* 課題一覧:
1. 音楽療法についての文章を2文で要約すること。
2. 音楽療法についての文章の続きを書いてください。

* 本文:

音楽療法というのがある。音楽を聴いたり演奏したりすることで起こる人間の生理的な変化を利用して持っている能力を引き出したり疾病の改善を試みる代替療法ということになるのかな。当法人のデイサービスでも音楽療法士の先生に来ていただき、その日はとても参加希望者が多くなる。みんな音楽が好きなのね。
認知機能が落ちると音楽の構成要素である和音が引き起こす情動の変化が起こりにくくなるというのを以前第18回抗加齢医学会総会で発表した。認知症の方は早期から嗅覚が落ちるというのは報告されているが、同じように感覚的なトラブルが起きてくる。音楽療法に反応されているのは音楽のメロディックな部分やリズムが大きいのかなと思う。
僕は介護施設をはじめて安定するまでの2年間くらい結構苦労して、仕事に行くのが嫌で嫌でたまらない時が度々あった。そんな時、車に乗ると自分を勇気づけるために大音量で好きな曲、元気の出る音楽をかけた。その時の経験から、①比較的元気な時は洋物ロックがいい、新しいのがいけるほど元気度が高い、②落ち込んでいるときは和物、J-POPが入りやすい。ユーミンとか切ないのがしみるときはかなりやばい、③JAZZが聴けるときは絶好調に近い、という公式ができ、自分のコンディションを判断できるのである。

* 演習データ:
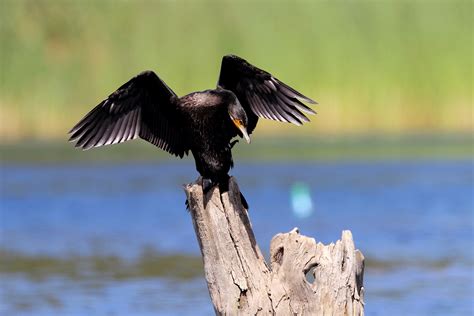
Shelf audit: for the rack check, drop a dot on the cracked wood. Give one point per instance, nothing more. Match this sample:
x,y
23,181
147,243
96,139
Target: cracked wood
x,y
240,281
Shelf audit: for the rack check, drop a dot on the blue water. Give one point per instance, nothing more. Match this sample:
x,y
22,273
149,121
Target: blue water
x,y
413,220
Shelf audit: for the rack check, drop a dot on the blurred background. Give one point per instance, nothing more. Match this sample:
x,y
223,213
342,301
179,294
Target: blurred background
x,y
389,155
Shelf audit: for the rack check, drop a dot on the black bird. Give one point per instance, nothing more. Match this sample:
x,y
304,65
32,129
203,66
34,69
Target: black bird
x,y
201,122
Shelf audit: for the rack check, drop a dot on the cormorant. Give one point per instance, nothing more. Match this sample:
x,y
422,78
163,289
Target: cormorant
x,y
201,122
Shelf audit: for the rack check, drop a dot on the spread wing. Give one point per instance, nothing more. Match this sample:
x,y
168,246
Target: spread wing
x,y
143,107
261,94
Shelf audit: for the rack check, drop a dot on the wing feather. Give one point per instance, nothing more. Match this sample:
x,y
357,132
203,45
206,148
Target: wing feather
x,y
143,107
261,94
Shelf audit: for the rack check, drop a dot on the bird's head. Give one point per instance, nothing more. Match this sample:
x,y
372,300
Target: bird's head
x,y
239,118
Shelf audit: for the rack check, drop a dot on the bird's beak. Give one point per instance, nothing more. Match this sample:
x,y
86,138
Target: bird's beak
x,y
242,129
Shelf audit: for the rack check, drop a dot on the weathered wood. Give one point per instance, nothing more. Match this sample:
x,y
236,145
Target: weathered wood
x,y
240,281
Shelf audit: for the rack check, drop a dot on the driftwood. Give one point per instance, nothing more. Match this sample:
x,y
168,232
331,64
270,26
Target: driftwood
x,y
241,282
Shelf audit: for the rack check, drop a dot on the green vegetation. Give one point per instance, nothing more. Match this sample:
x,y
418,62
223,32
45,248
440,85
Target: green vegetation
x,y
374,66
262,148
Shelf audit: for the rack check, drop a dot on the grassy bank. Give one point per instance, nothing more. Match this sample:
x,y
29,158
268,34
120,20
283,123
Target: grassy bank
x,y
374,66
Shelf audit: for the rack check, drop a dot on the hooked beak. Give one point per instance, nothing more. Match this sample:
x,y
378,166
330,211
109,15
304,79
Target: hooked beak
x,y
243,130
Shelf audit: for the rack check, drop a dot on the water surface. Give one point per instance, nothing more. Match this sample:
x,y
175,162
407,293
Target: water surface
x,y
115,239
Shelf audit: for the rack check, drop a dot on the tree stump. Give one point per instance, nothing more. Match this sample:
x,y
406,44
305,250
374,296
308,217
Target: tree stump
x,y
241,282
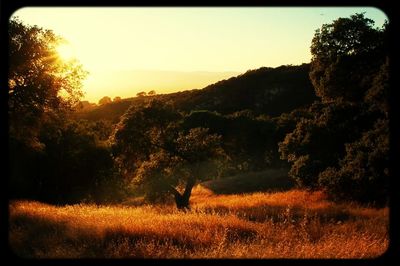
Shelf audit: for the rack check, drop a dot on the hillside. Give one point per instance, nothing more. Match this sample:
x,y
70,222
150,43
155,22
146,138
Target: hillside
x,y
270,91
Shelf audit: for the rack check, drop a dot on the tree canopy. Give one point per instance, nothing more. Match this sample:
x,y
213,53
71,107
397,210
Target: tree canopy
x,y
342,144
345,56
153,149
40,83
---
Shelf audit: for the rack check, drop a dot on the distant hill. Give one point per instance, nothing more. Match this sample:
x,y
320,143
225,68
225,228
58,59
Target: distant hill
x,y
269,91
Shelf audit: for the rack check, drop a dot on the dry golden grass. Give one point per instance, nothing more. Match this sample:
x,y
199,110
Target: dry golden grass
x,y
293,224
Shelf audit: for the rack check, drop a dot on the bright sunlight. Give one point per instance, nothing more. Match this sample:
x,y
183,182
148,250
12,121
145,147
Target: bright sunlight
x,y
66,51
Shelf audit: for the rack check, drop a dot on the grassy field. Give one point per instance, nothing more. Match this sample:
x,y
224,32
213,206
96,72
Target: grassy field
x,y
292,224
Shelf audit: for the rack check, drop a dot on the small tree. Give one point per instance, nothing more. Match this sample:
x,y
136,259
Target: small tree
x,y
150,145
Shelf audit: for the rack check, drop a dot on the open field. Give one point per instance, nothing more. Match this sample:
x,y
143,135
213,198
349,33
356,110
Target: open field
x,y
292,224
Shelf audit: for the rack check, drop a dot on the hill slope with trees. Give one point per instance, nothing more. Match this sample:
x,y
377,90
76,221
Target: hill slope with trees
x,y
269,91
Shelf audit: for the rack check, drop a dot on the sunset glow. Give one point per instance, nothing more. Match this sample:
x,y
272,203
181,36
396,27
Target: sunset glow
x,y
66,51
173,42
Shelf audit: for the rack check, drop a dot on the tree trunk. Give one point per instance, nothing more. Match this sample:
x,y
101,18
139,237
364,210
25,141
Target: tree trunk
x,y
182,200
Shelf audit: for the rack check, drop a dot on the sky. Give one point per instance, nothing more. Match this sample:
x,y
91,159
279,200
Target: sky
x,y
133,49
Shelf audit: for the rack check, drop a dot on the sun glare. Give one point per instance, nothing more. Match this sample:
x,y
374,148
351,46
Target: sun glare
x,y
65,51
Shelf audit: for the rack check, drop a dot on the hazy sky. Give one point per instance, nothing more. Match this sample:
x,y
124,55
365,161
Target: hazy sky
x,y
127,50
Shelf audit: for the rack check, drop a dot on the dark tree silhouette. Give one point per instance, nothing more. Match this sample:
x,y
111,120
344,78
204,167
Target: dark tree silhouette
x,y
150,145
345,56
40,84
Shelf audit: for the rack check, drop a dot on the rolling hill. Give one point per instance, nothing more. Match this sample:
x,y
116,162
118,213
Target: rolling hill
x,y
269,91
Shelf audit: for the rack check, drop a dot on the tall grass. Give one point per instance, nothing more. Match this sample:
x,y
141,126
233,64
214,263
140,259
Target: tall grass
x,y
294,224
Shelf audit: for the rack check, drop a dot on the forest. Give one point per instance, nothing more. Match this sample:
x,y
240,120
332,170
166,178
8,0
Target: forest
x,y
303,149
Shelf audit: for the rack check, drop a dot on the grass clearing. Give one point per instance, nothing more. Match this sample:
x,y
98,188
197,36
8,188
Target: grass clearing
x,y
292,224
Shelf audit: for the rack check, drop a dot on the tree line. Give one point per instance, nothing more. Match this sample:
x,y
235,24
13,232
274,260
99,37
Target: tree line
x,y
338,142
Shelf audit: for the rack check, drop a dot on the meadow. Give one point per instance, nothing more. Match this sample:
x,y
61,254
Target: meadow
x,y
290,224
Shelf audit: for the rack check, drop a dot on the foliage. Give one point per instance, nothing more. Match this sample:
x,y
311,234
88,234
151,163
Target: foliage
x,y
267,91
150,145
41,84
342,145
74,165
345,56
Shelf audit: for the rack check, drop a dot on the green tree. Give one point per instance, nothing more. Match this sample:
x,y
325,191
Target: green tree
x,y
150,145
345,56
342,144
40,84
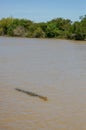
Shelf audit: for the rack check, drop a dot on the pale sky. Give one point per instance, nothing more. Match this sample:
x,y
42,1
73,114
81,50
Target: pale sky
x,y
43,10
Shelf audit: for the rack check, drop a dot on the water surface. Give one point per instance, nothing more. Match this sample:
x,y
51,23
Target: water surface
...
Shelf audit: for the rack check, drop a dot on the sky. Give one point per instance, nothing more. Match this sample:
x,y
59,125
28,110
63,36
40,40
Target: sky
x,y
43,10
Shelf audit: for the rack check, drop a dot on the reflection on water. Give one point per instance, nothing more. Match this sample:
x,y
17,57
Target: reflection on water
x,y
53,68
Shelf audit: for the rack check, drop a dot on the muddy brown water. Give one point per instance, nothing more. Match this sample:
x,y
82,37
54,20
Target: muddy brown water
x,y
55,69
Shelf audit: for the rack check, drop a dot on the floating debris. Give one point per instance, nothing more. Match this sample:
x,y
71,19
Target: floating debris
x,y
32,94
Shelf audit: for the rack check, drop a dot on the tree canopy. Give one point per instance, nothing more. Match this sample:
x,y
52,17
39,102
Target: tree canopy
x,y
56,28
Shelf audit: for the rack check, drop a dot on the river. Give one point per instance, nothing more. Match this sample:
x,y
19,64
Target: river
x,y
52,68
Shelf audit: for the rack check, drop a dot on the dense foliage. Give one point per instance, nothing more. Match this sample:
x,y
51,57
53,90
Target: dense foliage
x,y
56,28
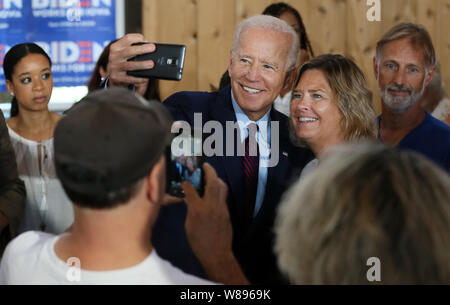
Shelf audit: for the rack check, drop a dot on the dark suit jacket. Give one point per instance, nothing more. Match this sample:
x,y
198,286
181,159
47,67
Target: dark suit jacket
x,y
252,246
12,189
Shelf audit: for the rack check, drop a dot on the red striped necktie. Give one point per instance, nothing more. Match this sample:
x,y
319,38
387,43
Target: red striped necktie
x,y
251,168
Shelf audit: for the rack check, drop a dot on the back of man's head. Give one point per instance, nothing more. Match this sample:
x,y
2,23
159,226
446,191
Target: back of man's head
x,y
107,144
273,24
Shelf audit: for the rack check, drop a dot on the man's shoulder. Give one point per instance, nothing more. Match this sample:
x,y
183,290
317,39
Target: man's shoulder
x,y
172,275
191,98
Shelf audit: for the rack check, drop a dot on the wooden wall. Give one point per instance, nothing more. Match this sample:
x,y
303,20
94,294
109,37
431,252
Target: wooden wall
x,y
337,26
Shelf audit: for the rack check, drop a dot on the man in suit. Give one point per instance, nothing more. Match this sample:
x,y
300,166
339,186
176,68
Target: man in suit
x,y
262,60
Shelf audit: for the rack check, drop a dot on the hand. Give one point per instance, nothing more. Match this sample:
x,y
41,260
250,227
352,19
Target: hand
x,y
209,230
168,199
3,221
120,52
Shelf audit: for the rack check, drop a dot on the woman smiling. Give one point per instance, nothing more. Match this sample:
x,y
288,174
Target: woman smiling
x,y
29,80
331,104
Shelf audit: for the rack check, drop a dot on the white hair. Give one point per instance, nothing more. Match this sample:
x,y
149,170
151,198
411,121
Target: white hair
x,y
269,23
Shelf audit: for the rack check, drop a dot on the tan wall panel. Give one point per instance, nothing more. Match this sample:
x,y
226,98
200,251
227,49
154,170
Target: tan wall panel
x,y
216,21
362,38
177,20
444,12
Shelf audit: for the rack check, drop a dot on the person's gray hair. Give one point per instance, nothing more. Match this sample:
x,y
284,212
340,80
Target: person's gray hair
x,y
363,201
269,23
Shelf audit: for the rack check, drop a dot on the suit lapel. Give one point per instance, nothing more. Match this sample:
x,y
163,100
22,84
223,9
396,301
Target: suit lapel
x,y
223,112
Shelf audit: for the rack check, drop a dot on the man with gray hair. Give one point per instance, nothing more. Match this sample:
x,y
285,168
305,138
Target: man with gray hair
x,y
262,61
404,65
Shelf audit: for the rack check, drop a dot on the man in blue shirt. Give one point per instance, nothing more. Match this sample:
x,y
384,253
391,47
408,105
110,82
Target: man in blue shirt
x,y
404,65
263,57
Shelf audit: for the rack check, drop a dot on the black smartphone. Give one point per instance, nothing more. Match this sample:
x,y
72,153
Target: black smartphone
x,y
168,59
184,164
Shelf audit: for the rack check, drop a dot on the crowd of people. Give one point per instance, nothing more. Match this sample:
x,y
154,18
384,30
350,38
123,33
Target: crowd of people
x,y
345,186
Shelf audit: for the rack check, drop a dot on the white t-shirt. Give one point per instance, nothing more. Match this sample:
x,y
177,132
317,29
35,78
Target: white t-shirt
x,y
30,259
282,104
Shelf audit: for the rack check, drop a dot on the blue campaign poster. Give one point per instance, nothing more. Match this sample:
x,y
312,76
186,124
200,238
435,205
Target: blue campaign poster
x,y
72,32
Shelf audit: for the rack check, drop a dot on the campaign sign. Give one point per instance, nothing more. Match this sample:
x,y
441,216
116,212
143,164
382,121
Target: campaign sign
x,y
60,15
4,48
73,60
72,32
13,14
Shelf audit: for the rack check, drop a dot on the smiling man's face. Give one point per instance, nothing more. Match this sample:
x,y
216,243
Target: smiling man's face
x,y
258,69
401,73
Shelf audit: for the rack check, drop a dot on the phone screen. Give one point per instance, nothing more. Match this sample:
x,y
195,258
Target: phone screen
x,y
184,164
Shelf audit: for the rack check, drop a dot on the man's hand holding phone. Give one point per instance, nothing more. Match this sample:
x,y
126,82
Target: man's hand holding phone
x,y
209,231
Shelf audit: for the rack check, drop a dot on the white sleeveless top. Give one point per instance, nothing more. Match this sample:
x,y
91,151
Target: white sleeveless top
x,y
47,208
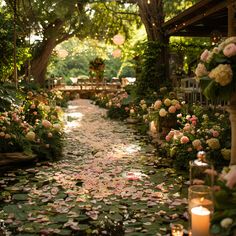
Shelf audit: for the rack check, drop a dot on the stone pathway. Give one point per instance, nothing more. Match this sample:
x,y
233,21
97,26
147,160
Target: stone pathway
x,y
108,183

* 解答:
1. 音楽療法は、音楽を聴いたり演奏したりすることで起こる生理的な変化を利用する代替療法で、筆者の法人のデイサービスでは音楽療法士が来る日に参加希望者が多くなる。筆者は、認知機能が落ちると和音による情動の変化が起こりにくくなると学会で発表したほか、介護施設を始めて苦労した時期の経験から、聴ける音楽で自分のコンディションを判断する公式を作った。

2.
絶好調時のバックグラウンドミュージック、JAZZであるが、とろけそうに甘いバラードよりわけのわからん前衛ジャズが昔から割と気に入っていた。セシルテイラーとかドンチェリーとかも聴きに行ったりしてたけど本当に好きだったのかわからん。なんとなく雰囲気が好きという感じだったのかな。ところが最近、久しぶりに聞いたアンソニーブラクストンとかオーネットコールマンとかがズズーーンと入ってきたのである。心の被膜をスッと針が突き抜けて簡単に柔らかい内部に達した。・・・・すげぇソウルフルじゃん!!この時は実は割と心の不安定な時で(理由は秘密)、本当に偶然手近にあったCDをかけたんだけど・・・効いたね。でヨレヨレの時は前衛ジャズと。
でそういう日が続いてかなり心の中に重いものが、意識する、しないにかかわらず溜まってきているとする。その時は突然荒療治をしたくなる。翌日が休みの時にCDでもユーチューブでもともかく好きな音楽をかけまくりアルコールを数種飲みまくる。好きな歌を思い切りポーズを付け歌う。踊る。一人で騒いで泥酔して寝る。発作である。
翌日はスッキリするわけがない。後悔のみ。馬鹿だなぁと思い、でもこれで底を打ったという感じでじんわりと立ち直るのである。 ま、あんまりお勧めはしないよ。